**EXTRACT**
= = = = =

Sports
All Stars spotlight: D.C. Aquatics offers team camaraderie however members ID
Local swimmers say water kept beckoning despite varied life circumstances

JULIAN CABALLERO, left, and DANA CONNORS, members of D.C. Aquatics. (Washington Blade photo by Kevin Majoros)
D.C. newbies often don’t realize our local LGBT sports leagues are equally welcoming to straight folks and varied skill levels.
D.C. Aquatics members Dana Connors, who’s gay, and Julian Caballero, straight, are perfect examples.
Boasting everything from beginning swimmers to Olympians, D.C. Aquatics is a dynamic team that offers structured, coached practices year around, six days a week. The coaching staff guides the swimmers on their path to either fitness or competition in U.S. Masters Swimming.
Team captain Connors describes his childhood in Corkscrew, Fla., as the typical gay kid story. He was not athletic and always felt different from other kids. He found exhilaration from horse training and learning to jump with horses at his grandmother’s house in Cape Cod.
At his brother’s urging, he joined the cross country team in high school and became addicted to daily running. That led to him completing a few triathlons before he graduated. In the years that followed, his life has taken him all over the world with sports being a constant companion.
“My sports journey was born out of ignorance, propelled by addiction and maintained by a desire for health and fitness,” Connors says. “It’s not about competition. Sports fuels my spiritual, mental and physical health. One of the things I love about D.C. Aquatics is that we are a mix of people who don’t have the same end goals.”
Connors spent four years at the University of Florida on the triathlon team where his coach encouraged him to sign up for U.S. Masters Swimming. After college were stints in France and Holland where he completed marathons, continued to swim and went to grad school. The Fulbright Program next took him to Korea.
He eventually landed a job with a biotech company in Annapolis before moving to the Shenandoah Valley where he started a bluegrass band. Connors had been playing all along with orchestras and symphonies, but his proficiencies in violin, fiddle, mandolin and guitar led him to the banjo.
The first thing that he did when he moved to D.C. in 2012 was to join D.C. Aquatics. He now works at the Foundation for the National Institutes of Health where he runs a biomarker and cancer portfolio. He also plays locally in the band the October Sessions.
While he competes a few times a year with D.C. Aquatics, Connors likes to focus on other aspects of what sports mean to him.
“Masters swimming does a great job of getting all types of people into the water together. I have trained in the same lane as Olympians, but also with swimmers who are just getting started,” Connors says. “I have very few friends who are not on this team. These swimmers are my teammates, my family and my friends.”

= = = = =

**DATA EXCERPTS**
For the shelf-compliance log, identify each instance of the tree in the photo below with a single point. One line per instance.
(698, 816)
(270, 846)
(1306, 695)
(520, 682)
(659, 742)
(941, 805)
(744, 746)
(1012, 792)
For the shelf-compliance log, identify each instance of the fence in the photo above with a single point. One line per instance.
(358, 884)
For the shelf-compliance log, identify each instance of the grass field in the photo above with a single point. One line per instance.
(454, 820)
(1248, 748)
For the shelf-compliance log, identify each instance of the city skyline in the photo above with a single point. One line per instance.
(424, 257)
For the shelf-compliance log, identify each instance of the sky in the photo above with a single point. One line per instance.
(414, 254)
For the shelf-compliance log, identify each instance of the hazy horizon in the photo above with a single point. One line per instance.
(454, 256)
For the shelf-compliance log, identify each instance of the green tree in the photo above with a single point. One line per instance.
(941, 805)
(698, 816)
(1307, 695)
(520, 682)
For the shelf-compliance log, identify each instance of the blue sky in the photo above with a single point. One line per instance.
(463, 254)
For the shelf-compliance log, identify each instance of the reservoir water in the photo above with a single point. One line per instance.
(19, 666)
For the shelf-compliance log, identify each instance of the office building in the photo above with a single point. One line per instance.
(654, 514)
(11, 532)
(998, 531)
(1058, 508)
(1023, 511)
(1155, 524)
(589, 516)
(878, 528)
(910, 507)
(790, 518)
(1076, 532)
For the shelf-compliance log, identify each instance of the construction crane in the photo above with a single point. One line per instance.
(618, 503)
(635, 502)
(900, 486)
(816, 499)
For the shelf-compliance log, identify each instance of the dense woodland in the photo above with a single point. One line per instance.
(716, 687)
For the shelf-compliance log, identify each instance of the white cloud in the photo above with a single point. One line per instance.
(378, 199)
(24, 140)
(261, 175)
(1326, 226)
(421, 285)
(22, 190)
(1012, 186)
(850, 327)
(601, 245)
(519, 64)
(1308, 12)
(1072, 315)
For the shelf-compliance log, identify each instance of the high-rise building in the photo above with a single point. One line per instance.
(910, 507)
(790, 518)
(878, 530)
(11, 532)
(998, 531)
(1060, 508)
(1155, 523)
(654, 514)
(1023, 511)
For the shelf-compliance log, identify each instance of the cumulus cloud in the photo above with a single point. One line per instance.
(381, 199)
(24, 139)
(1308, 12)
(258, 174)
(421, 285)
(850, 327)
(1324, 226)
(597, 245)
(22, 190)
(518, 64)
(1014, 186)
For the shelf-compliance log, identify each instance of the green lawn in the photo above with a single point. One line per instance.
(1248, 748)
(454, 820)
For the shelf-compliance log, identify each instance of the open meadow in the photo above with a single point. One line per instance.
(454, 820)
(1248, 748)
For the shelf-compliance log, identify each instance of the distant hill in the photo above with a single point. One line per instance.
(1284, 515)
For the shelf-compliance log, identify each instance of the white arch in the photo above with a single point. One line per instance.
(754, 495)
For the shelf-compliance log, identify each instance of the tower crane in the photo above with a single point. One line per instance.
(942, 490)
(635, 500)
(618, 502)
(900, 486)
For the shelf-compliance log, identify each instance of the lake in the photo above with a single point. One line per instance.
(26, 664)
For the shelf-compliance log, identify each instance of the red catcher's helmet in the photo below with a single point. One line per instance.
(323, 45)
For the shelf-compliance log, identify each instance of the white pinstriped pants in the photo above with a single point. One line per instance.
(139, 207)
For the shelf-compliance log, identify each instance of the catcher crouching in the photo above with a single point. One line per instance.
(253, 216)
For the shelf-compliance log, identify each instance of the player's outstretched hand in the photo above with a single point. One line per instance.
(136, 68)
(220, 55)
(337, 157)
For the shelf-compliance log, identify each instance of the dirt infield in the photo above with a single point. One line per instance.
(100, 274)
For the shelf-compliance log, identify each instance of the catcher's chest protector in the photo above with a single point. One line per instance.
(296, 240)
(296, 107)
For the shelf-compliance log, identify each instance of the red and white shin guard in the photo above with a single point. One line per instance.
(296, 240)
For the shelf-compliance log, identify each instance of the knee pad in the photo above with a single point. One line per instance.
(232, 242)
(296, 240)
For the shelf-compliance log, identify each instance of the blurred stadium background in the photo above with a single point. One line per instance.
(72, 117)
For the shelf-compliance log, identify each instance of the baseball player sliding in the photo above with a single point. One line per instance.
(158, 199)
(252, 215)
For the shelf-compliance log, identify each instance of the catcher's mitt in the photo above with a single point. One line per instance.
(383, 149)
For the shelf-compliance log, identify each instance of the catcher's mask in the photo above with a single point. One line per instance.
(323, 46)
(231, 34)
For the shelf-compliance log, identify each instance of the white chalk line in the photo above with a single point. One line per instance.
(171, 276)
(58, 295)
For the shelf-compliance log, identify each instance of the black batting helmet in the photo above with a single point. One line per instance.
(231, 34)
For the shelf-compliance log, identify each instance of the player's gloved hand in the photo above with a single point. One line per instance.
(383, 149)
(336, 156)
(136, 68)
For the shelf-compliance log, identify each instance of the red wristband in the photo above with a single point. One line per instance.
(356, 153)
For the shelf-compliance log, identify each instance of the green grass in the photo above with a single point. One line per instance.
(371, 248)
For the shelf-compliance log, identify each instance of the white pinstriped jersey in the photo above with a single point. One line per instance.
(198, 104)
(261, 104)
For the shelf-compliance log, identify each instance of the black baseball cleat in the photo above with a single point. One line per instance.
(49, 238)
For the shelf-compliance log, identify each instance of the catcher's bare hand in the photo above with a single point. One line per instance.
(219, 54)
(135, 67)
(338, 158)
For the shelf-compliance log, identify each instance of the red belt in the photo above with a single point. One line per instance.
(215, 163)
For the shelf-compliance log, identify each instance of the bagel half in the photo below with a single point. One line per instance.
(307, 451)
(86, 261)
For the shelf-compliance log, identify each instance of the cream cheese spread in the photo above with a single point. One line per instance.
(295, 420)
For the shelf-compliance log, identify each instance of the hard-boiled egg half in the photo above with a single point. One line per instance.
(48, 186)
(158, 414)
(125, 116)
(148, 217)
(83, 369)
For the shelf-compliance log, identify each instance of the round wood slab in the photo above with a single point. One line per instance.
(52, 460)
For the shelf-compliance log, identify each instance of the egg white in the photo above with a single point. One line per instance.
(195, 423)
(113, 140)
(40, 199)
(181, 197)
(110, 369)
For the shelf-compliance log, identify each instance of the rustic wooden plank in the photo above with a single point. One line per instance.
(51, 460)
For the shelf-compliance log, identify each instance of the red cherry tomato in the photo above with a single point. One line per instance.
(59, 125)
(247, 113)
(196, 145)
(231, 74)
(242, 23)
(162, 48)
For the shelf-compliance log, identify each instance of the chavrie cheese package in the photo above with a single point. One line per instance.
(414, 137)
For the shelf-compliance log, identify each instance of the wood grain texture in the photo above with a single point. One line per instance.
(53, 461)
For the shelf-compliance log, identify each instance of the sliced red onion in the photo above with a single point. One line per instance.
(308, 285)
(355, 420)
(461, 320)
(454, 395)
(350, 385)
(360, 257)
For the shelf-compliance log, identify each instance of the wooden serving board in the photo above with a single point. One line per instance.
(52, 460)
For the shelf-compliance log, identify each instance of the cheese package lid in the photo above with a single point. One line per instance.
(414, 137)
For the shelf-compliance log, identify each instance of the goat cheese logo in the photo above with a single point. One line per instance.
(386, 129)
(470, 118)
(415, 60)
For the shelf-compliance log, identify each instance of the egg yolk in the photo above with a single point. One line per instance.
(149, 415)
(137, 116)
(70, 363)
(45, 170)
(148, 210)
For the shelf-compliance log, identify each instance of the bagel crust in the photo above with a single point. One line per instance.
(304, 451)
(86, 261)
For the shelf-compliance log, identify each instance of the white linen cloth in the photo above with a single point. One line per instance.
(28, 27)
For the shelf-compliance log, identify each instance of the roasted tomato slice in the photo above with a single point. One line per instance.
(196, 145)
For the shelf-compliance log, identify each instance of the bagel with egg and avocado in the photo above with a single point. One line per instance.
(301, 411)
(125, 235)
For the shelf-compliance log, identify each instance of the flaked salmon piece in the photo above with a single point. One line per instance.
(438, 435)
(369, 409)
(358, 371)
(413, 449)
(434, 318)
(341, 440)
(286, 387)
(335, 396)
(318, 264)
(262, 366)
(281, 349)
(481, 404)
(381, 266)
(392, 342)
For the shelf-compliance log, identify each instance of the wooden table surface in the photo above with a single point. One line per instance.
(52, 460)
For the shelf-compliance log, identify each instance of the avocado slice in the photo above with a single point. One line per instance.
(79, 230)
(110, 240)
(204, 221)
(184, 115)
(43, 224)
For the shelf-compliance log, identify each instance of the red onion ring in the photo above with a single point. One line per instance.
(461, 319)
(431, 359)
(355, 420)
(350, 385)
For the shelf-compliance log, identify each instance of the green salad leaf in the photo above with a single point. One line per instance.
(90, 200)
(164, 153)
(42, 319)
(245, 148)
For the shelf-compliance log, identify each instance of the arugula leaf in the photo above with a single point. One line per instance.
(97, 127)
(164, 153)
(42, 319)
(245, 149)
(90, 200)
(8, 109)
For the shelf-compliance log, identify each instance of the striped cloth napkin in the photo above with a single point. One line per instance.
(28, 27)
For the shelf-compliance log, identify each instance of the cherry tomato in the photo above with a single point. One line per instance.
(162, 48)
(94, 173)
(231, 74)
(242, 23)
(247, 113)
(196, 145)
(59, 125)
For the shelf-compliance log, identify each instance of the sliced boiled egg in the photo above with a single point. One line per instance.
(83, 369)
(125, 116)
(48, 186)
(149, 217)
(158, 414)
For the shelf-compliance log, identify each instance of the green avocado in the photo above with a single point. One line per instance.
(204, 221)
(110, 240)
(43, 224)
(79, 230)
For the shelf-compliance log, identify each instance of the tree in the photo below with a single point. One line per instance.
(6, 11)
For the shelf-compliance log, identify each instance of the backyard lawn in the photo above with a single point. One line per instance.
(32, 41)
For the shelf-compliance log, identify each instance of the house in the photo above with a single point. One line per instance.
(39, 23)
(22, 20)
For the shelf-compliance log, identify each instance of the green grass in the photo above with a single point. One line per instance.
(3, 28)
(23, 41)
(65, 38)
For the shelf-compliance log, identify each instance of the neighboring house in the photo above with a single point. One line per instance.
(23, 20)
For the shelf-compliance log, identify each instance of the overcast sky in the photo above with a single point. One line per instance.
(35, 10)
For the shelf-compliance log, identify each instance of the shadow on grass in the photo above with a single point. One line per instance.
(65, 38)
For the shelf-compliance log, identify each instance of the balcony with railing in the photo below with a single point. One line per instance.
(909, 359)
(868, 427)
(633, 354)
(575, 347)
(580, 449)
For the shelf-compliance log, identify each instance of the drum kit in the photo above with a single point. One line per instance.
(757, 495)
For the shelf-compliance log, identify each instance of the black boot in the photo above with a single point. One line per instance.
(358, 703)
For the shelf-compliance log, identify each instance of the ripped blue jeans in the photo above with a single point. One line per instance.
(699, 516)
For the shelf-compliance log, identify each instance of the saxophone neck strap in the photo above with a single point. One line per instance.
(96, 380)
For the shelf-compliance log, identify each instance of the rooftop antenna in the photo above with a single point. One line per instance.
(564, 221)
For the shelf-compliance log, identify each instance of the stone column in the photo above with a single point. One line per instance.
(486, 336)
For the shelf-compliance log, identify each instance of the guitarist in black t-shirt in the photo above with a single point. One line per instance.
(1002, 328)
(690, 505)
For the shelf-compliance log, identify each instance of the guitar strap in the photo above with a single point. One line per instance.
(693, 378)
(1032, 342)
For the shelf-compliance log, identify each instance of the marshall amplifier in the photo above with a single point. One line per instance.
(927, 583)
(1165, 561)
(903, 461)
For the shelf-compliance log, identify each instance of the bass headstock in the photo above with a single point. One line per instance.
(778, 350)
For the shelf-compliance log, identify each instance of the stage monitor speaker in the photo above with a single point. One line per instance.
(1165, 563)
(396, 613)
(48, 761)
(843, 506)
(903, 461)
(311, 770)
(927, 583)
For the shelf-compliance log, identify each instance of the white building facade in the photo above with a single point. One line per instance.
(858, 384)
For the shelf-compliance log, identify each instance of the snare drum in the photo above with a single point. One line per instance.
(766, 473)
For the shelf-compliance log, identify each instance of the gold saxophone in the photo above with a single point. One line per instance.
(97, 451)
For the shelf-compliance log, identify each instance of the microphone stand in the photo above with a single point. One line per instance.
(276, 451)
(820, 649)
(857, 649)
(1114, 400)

= = = = =

**WORK TASK 1**
According to the D.C. Aquatics article, what year did Connors move to D.C.?
**WORK TASK 2**
Please retype the D.C. Aquatics article starting at "D.C. Aquatics members" and ending at "in Cape Cod.".

**RESPONSE BOX 1**
2012

**RESPONSE BOX 2**
D.C. Aquatics members Dana Connors, who’s gay, and Julian Caballero, straight, are perfect examples.
Boasting everything from beginning swimmers to Olympians, D.C. Aquatics is a dynamic team that offers structured, coached practices year around, six days a week. The coaching staff guides the swimmers on their path to either fitness or competition in U.S. Masters Swimming.
Team captain Connors describes his childhood in Corkscrew, Fla., as the typical gay kid story. He was not athletic and always felt different from other kids. He found exhilaration from horse training and learning to jump with horses at his grandmother’s house in Cape Cod.